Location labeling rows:
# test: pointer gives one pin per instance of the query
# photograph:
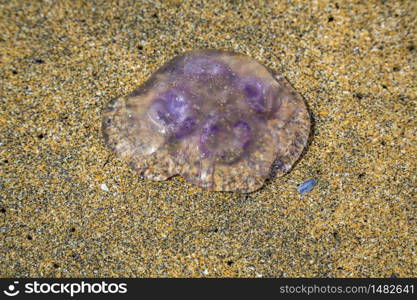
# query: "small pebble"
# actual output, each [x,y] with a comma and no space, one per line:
[104,187]
[307,186]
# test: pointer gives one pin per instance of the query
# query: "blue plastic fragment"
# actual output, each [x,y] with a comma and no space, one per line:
[307,186]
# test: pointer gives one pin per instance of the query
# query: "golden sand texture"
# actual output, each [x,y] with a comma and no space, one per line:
[69,208]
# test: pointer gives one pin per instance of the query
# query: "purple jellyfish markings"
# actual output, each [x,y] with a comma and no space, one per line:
[171,114]
[219,119]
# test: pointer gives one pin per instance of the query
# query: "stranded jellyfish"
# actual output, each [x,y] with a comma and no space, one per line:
[220,119]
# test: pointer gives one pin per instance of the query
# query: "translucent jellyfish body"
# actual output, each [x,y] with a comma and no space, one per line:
[219,119]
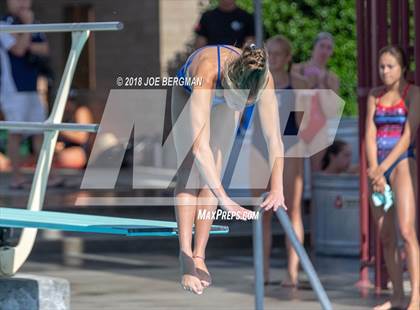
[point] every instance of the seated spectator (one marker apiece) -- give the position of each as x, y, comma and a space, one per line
337, 159
72, 146
4, 163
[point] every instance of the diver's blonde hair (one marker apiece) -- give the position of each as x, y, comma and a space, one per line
285, 43
248, 71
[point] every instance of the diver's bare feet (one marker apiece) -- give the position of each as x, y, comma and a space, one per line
236, 210
392, 304
202, 271
189, 278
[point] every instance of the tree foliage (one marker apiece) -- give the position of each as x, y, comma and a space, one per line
301, 20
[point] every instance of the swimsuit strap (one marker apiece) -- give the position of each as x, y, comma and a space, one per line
405, 92
219, 80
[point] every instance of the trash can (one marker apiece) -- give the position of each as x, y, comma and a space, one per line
335, 214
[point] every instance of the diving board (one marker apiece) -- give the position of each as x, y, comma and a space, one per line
22, 218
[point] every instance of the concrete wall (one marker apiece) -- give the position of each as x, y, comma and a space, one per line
133, 51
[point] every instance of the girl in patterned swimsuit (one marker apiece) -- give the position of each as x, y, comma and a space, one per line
392, 121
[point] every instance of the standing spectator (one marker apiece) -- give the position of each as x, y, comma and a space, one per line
72, 146
19, 97
226, 24
318, 76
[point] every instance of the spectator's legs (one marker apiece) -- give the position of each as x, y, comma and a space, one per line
13, 145
267, 241
293, 189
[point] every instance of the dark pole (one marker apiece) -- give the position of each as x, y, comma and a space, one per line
417, 80
362, 95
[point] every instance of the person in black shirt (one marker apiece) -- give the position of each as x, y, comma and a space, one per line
226, 24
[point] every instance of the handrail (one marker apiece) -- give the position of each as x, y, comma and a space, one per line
62, 27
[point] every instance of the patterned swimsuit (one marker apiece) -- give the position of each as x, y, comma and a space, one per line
390, 122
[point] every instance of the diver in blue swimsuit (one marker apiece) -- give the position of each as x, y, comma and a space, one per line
206, 117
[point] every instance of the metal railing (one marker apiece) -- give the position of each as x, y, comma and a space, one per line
300, 251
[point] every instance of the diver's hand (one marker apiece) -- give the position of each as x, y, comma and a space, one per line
274, 200
237, 211
379, 186
376, 174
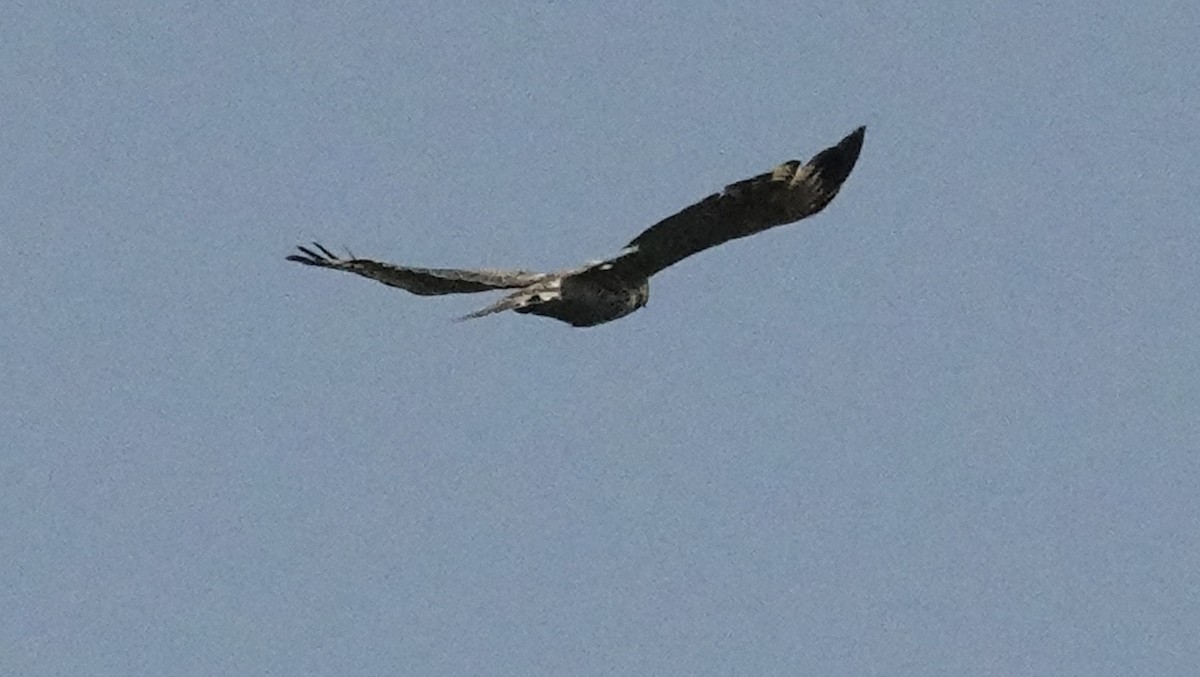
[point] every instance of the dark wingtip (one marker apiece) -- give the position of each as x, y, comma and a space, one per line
311, 257
837, 162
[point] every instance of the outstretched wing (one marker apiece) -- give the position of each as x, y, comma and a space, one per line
424, 281
785, 195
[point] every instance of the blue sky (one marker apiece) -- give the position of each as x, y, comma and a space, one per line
948, 426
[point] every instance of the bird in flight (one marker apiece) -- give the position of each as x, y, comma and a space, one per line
609, 289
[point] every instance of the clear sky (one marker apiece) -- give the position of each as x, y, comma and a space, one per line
948, 426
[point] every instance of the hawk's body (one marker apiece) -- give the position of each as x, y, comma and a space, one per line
613, 288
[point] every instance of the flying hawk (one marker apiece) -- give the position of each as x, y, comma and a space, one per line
610, 289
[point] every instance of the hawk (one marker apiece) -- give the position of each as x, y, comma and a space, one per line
605, 291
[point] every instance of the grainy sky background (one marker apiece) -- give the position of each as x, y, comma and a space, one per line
949, 426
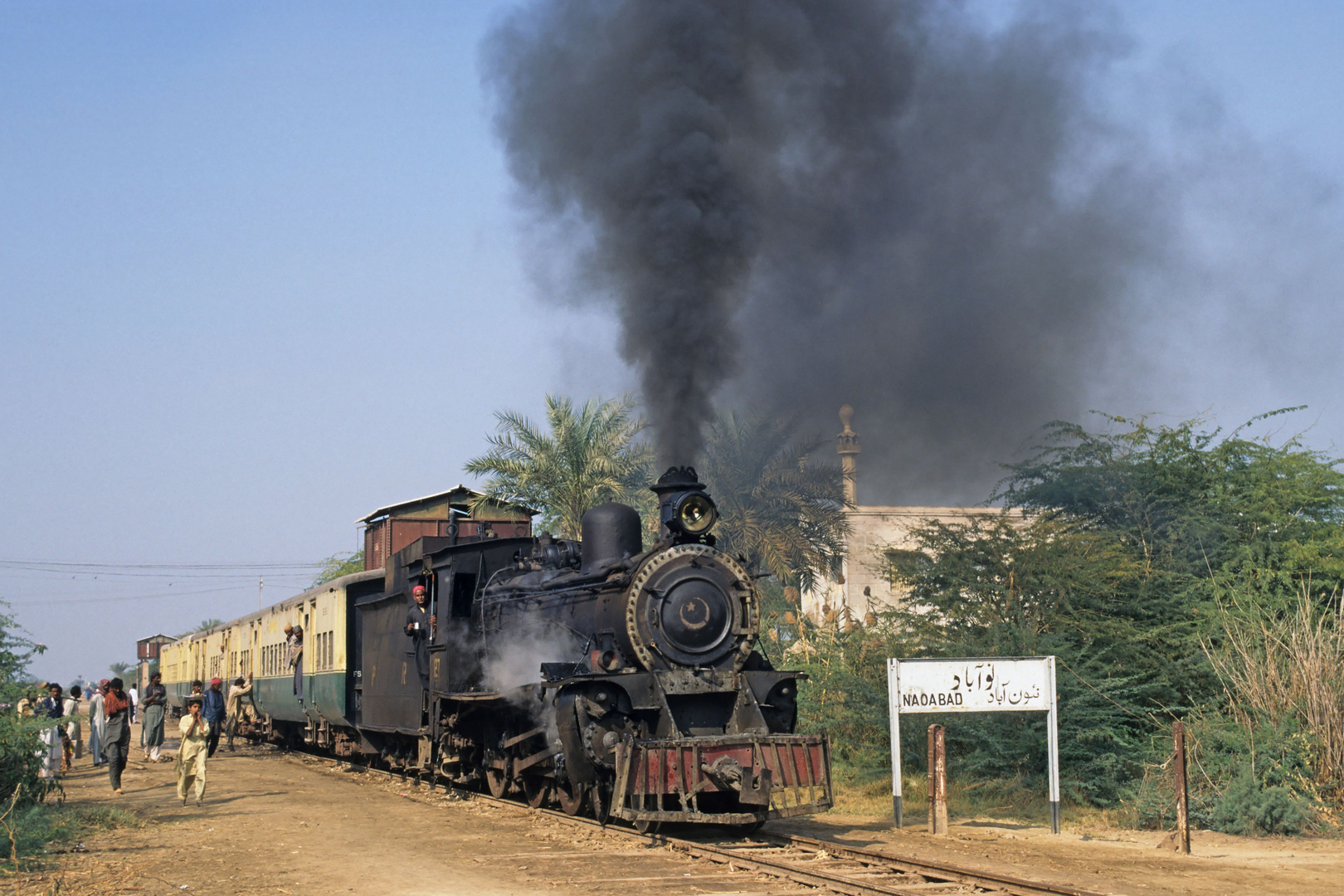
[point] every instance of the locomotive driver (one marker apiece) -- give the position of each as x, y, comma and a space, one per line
421, 627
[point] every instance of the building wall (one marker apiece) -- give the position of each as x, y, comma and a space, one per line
874, 529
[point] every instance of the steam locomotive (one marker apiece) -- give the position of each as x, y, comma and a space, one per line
594, 674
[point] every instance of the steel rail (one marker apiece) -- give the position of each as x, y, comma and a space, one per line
749, 855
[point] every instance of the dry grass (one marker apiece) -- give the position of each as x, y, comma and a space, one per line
1289, 668
1008, 801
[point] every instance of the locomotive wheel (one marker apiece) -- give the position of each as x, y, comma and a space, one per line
601, 798
537, 790
496, 782
570, 796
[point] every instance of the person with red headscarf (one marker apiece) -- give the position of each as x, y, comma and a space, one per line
116, 704
97, 723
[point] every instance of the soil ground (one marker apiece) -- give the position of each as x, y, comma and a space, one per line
284, 824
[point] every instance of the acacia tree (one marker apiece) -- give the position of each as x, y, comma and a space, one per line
582, 457
339, 564
778, 507
1160, 564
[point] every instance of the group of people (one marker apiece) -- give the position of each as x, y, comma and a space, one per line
207, 715
110, 727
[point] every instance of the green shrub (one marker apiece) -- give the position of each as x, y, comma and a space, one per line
1250, 811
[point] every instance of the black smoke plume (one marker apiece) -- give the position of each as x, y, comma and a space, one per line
797, 204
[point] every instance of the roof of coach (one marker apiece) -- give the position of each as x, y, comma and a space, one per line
459, 490
346, 581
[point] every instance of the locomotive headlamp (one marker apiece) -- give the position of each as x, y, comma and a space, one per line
686, 509
695, 514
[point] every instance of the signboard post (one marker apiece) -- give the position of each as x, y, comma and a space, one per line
1011, 684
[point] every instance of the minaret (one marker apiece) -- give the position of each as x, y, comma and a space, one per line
849, 449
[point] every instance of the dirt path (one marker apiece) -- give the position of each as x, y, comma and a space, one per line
1107, 861
284, 824
275, 824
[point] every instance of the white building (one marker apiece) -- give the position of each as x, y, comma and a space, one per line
874, 529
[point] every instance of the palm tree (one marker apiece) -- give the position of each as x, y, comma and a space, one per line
777, 507
587, 457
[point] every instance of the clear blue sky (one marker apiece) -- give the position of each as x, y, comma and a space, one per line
261, 275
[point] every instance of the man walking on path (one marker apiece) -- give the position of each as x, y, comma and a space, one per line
236, 692
97, 723
117, 735
74, 738
191, 755
212, 712
152, 728
51, 707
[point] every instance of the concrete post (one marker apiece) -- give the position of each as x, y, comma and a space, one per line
937, 781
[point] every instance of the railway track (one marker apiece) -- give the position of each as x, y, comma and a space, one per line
815, 865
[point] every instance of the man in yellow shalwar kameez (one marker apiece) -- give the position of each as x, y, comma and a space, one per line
191, 754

REQUIREMENTS
Update the rows from the line with "[point] every instance of the man walking" through the end of the rows, changing "railway track" to "train track" and leaving everything else as it is.

ANSWER FOR THIS EXERCISE
[point] every instance of the man walking on path (one marker apiece) -- give the position of each as x, y, comma and a space, one per line
236, 692
97, 723
117, 735
74, 738
191, 755
212, 712
152, 728
51, 707
[point] every instance of the concrete post (one marker apiece) -- give the position of each as x, y, comma and a space, one per line
937, 781
[point] every instance of the train track (one marker apiece) -- give the position of each as x, y, comma and a space, one per line
815, 865
[point] every instance of the man in yellow shalwar kameez (one marker apiece) -- give the position of each as x, y, comma and a space, one per line
191, 754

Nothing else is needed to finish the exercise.